YOUR INSTRUCTIONS: Begin with the line containing "For every instance of the blue sky, the" and copy each line exactly through the last line of the entries, inclusive.

________________

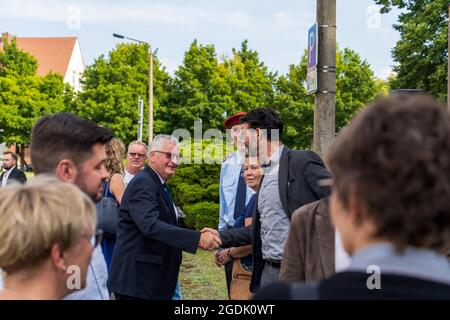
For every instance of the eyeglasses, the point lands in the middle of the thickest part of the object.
(98, 237)
(169, 155)
(135, 154)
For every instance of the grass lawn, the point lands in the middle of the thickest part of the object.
(201, 279)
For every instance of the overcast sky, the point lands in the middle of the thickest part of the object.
(277, 29)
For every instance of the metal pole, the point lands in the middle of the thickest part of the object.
(448, 64)
(141, 118)
(150, 96)
(325, 99)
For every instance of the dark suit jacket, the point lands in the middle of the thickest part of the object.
(15, 175)
(350, 285)
(148, 251)
(299, 174)
(309, 251)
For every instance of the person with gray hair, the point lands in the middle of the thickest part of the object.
(136, 157)
(147, 257)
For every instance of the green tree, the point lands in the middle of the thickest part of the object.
(208, 88)
(200, 89)
(251, 83)
(112, 87)
(421, 53)
(25, 96)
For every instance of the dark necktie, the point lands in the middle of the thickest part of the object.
(170, 198)
(241, 194)
(168, 193)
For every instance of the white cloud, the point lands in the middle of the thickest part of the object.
(383, 73)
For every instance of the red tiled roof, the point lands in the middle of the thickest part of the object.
(53, 54)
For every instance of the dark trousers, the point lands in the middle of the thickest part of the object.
(228, 274)
(124, 297)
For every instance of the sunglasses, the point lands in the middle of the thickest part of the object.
(135, 154)
(98, 237)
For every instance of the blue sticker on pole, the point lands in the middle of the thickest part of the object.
(312, 46)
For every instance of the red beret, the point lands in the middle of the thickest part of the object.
(234, 119)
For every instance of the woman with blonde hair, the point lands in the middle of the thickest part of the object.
(46, 227)
(113, 188)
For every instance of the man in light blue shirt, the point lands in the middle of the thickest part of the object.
(234, 193)
(230, 174)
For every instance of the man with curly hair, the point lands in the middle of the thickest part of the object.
(390, 202)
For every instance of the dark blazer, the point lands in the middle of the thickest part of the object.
(299, 174)
(351, 285)
(148, 251)
(15, 175)
(309, 250)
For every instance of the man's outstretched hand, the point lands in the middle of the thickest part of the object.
(209, 240)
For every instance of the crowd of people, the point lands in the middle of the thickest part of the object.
(371, 222)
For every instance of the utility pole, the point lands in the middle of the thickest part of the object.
(448, 63)
(150, 95)
(150, 83)
(325, 98)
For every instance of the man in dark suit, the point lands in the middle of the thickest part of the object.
(148, 252)
(390, 203)
(291, 179)
(11, 173)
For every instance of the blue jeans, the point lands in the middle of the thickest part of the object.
(177, 295)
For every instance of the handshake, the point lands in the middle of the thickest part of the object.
(209, 239)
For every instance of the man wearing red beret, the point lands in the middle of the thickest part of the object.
(234, 193)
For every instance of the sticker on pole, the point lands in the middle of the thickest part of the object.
(311, 76)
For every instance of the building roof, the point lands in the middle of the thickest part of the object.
(53, 54)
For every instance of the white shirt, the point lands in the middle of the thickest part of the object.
(5, 176)
(128, 176)
(342, 259)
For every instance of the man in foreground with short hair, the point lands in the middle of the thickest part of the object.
(73, 149)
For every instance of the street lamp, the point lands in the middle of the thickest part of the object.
(150, 84)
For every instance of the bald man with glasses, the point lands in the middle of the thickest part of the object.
(136, 157)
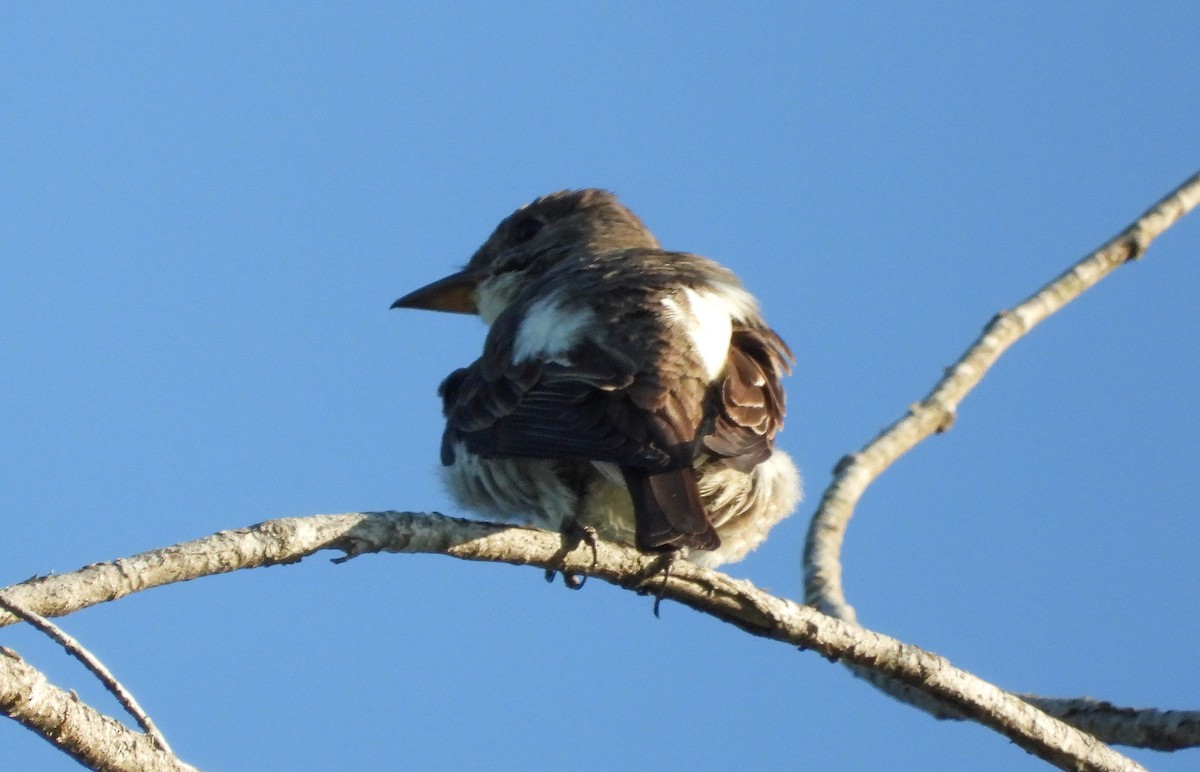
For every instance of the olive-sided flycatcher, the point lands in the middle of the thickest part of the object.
(622, 387)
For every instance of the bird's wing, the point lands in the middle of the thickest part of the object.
(753, 405)
(547, 410)
(599, 407)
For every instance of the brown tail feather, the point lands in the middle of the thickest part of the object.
(669, 510)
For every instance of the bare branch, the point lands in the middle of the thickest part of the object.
(936, 412)
(88, 736)
(1139, 726)
(287, 540)
(91, 663)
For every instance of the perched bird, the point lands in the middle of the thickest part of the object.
(623, 388)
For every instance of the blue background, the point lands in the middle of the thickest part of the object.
(207, 209)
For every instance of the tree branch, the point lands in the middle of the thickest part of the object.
(88, 736)
(287, 540)
(91, 663)
(936, 413)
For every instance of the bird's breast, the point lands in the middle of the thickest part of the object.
(550, 329)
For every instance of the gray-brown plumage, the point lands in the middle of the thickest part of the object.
(622, 387)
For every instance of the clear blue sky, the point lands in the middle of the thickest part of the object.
(208, 208)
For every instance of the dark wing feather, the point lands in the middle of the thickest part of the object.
(753, 405)
(600, 407)
(553, 411)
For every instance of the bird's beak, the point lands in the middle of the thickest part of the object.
(455, 293)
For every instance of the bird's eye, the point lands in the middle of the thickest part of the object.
(526, 228)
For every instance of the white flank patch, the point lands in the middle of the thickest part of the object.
(550, 330)
(708, 321)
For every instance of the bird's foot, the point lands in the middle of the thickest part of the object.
(576, 534)
(663, 566)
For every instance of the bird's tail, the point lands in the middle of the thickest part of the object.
(669, 512)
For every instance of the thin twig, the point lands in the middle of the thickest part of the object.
(91, 663)
(94, 740)
(935, 413)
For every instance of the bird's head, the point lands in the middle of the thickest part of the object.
(527, 244)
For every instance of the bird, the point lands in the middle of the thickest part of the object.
(623, 389)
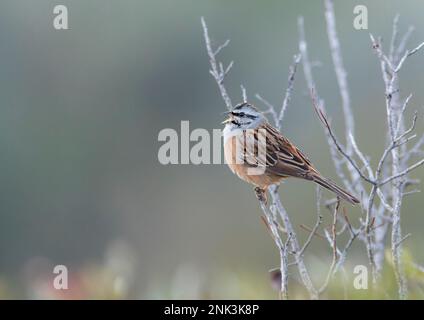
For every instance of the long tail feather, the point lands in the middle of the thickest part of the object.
(330, 185)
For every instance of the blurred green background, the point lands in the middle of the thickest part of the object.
(81, 110)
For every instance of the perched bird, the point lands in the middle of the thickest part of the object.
(246, 133)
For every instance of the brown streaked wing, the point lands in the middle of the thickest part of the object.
(290, 160)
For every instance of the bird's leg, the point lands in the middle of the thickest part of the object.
(261, 195)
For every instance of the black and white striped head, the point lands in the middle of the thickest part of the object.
(244, 116)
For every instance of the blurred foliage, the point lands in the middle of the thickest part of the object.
(80, 114)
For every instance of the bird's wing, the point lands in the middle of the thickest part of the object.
(284, 158)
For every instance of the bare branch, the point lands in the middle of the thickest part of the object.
(340, 71)
(219, 75)
(287, 97)
(401, 174)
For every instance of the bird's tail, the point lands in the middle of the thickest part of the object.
(330, 185)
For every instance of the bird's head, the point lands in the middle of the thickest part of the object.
(244, 116)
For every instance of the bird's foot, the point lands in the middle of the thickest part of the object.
(261, 195)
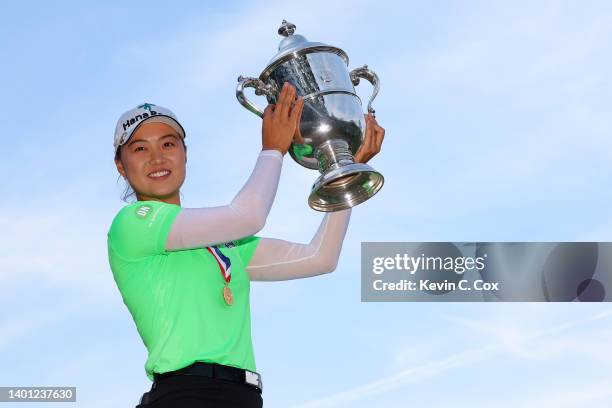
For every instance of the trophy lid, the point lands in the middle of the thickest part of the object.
(294, 45)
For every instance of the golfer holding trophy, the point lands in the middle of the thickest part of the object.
(185, 273)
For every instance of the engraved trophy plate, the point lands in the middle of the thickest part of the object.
(332, 122)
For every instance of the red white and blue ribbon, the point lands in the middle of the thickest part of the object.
(225, 265)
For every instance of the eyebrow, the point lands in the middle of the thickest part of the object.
(142, 140)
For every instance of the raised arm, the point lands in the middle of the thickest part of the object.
(277, 259)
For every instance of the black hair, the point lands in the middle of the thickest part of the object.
(129, 192)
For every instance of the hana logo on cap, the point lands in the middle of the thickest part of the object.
(147, 112)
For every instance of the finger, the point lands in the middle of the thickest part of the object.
(296, 110)
(269, 109)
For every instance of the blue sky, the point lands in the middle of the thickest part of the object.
(498, 129)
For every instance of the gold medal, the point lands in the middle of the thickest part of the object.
(227, 294)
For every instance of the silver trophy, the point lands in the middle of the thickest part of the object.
(332, 122)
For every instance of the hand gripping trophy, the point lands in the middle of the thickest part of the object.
(332, 123)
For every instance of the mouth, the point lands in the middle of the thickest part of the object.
(159, 174)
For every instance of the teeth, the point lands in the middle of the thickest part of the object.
(159, 173)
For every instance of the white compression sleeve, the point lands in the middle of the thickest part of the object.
(276, 259)
(244, 216)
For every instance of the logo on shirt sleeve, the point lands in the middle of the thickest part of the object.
(143, 210)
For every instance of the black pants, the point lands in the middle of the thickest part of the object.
(190, 391)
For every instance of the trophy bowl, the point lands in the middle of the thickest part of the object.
(332, 122)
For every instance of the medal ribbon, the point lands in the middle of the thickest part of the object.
(225, 265)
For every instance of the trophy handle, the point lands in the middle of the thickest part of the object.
(260, 89)
(366, 73)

________________

TASK RESPONSE:
For every instance of the blue sky, the point lands in the middle of the thickest part of the object.
(498, 129)
For every instance of the gold medal, the point lands in the middle of the thickest part of the object.
(227, 294)
For every instance of the silver trophy, the point lands in the middle of the thickest part of the object.
(332, 122)
For every instance of the hand gripping trophy, the point lands in the middle of the thickest part of the object.
(332, 123)
For every instance of the mouth, the point lands in the middle of the thickest part of the object.
(159, 174)
For every instance of the teeth, the point lands in the middle of the thickest part of the object.
(159, 173)
For every instance of the white compression sleeve, the point lands in the middle of the thickest part of the object.
(276, 259)
(244, 216)
For every instance of the logo on shirt sleeve, the point lands in the middle of the thickest part of the object.
(143, 210)
For every instance of the black pants, the point lands in the middle of the thickest part of the object.
(190, 391)
For every instance of the trophy bowl, the point lands in the middle of the thickest part of the object.
(332, 122)
For every instance of the medal ribbon, the point lands in the middle of the thickest part of the object.
(225, 265)
For every instance of the trophy handle, the point lands in the middle of the thickest part of the object.
(260, 89)
(366, 73)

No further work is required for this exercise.